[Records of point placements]
__________________________________________________

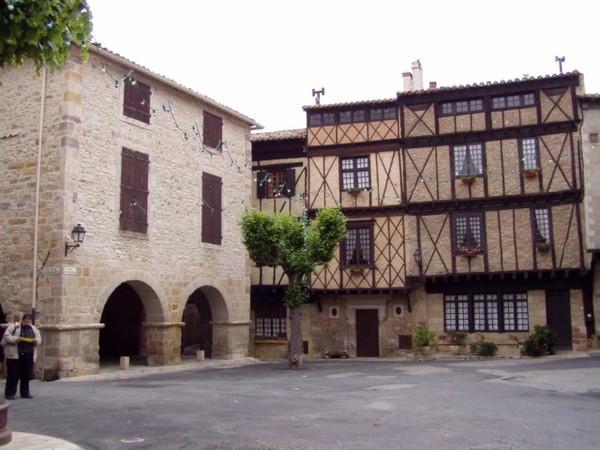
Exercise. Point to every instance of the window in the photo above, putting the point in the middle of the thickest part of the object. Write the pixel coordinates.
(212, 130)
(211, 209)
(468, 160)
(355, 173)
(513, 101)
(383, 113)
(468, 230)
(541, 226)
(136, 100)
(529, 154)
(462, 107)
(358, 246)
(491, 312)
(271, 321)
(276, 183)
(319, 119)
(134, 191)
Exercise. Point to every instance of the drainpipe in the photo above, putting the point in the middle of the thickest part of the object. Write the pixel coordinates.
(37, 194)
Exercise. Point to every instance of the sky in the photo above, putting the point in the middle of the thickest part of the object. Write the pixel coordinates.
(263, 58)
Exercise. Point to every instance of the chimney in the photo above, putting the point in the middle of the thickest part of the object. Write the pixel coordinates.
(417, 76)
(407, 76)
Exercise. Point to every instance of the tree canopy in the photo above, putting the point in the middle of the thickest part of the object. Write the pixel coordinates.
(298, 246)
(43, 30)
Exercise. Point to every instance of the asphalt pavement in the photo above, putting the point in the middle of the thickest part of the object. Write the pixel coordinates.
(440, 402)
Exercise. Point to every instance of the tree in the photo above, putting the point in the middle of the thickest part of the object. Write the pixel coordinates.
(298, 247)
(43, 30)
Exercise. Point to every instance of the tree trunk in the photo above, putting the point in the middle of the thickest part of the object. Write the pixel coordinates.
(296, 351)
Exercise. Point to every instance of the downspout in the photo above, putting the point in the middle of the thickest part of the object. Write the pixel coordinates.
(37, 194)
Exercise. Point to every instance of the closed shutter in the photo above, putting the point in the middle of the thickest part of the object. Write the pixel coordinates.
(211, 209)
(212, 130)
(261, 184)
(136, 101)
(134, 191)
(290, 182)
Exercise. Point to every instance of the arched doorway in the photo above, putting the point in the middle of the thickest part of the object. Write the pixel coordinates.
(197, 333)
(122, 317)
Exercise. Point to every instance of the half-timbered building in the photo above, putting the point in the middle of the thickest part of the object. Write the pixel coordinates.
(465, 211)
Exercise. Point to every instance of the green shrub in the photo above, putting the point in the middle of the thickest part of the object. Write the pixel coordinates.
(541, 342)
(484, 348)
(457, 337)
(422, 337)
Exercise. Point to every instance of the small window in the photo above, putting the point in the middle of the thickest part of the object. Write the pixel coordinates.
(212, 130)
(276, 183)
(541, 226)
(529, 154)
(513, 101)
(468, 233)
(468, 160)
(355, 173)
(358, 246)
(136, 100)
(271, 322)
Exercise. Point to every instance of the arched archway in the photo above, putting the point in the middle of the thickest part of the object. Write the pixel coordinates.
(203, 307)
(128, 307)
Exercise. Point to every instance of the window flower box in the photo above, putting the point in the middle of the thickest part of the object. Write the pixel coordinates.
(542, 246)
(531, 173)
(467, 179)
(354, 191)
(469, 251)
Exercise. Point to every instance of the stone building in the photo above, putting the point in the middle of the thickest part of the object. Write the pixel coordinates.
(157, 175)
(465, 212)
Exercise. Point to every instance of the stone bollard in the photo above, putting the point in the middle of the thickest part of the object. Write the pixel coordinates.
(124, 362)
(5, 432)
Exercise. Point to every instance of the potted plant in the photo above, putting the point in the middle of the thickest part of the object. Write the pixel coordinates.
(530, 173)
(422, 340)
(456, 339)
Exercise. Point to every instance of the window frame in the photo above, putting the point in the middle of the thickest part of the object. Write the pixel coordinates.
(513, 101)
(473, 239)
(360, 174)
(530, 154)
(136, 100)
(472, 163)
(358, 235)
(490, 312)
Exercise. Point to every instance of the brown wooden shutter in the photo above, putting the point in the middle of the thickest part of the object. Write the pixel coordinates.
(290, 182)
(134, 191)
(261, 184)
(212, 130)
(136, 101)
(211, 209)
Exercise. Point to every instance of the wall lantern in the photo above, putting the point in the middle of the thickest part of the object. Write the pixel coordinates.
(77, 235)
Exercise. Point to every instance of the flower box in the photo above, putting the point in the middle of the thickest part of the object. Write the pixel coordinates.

__________________________________________________

**WHAT THE TASK REQUIRES:**
Rewrite the lines above as a numbered list, leaving out blank lines and any pictures.

**WRITTEN RESPONSE:**
1. Exercise. Point to every instance of the window in the photo above, putting the point in the middle of the thickest part of the object. Write the pixel coordinates.
2. (212, 130)
3. (211, 209)
4. (468, 160)
5. (355, 173)
6. (513, 101)
7. (383, 113)
8. (468, 230)
9. (541, 226)
10. (136, 100)
11. (529, 154)
12. (462, 107)
13. (358, 246)
14. (491, 312)
15. (271, 321)
16. (276, 183)
17. (319, 119)
18. (134, 191)
19. Exercise. Point to every instance of the drainpipe in the photo above, putting the point in the middle of the thickest part of the object. Write the pixel coordinates.
20. (37, 194)
21. Exercise. Point to every instance of the sky in the photo above, putting the point in the middle of the thickest part of the object. Write the pixel coordinates.
22. (263, 58)
23. Exercise. Point to every instance of the chimney in the photo above, putting the point in the middle of the thickest part of the object. Write the pixel coordinates.
24. (417, 76)
25. (407, 76)
26. Exercise. Point to every instance of the tree canopy in the photo above, putting the point in the middle of the thickest part of the object. Write the pixel coordinates.
27. (298, 246)
28. (43, 30)
29. Exercise. Point to every instance of the asphalt pavement in the photo above, putting the point in the middle of the thickest part of the object. Write the pixel coordinates.
30. (440, 402)
31. Exercise. Point to every instance of the tree in the photo above, putting the point in the middle of the thickest part of the object. Write the pixel coordinates.
32. (298, 247)
33. (43, 30)
34. Exercise. Point to every instance of the tree trunk in the photo above, putting the point in the middle of the thickest part of the object. Write the pixel coordinates.
35. (296, 351)
36. Exercise. Point to every instance of the downspout in the photo above, putting the point in the middle of the thickest part of the object. Write the pixel coordinates.
37. (37, 194)
38. Exercise. Point to every instance of the closed shutter in the photo above, putting the point in the middle of the thickest part of the object. Write the pixel coordinates.
39. (211, 209)
40. (212, 130)
41. (261, 184)
42. (136, 101)
43. (134, 191)
44. (290, 182)
45. Exercise. Point to every instance of the arched doorway in the photo above, putting the point in the middle of the thickest part of the object. Write the pixel coordinates.
46. (197, 333)
47. (122, 317)
48. Exercise. Point to every instance of the half-timbered building in the photo above, putting the point in the middle of the thickest part of the object. Write the pixel coordinates.
49. (465, 211)
50. Exercise. Point to every instance of the green shrub in the photo above, putting the point in the middle of the thickest part of the object. Write the pixel coordinates.
51. (541, 342)
52. (484, 348)
53. (457, 337)
54. (422, 337)
55. Exercise. Point to every instance of the small window in the photo above, putting the point in the middle of the thickest part of the object. Write the pixel coordinates.
56. (212, 130)
57. (276, 183)
58. (541, 226)
59. (529, 154)
60. (513, 101)
61. (468, 233)
62. (468, 160)
63. (355, 173)
64. (358, 246)
65. (136, 100)
66. (271, 322)
67. Exercise. Point to every instance of the arched archway in the photo above, putting the point in the middle of the thickest part of the object. Write the pixel coordinates.
68. (203, 307)
69. (128, 307)
70. Exercise. Point to every instance of the window flower box in the photo above, putting the point in the middle of the thickest part of the object. Write the pixel coordinates.
71. (542, 246)
72. (531, 173)
73. (467, 179)
74. (354, 191)
75. (469, 251)
76. Exercise. Point to every instance of the stone building in the photo above, putting the point in the middle of the thickest part of the object. Write the pixel coordinates.
77. (157, 175)
78. (465, 212)
79. Exercise. Point to every instance of the stone bollard in the photo above, putting the point in the middle of the thickest part of the object. Write the pixel coordinates.
80. (124, 362)
81. (5, 432)
82. Exercise. Point to every instance of the potted plant in the photo above, putting the point in the middle of the thickest part of the object. Write the pixel coordinates.
83. (530, 173)
84. (422, 340)
85. (456, 339)
86. Exercise. Point to every instance of the window frame in the photo above, putting the point in the middle of the thickest part of the object. Write the pixel coordinates.
87. (513, 101)
88. (473, 239)
89. (360, 174)
90. (530, 154)
91. (136, 100)
92. (472, 163)
93. (358, 235)
94. (490, 312)
95. Exercise. Point to every instance of the brown wooden shutter in the photo above, putting the point in the middle of the thickest part of the object. Write the pixel coordinates.
96. (290, 182)
97. (134, 191)
98. (261, 184)
99. (212, 130)
100. (136, 101)
101. (211, 209)
102. Exercise. Point to every instance of the wall lantern in the photo above, putting the point in the middle of the thickest part of the object. Write the pixel coordinates.
103. (77, 235)
104. Exercise. Point to every instance of the flower box in the photo above, putting the point in the middle of the thickest part of the object. Write the pixel coordinates.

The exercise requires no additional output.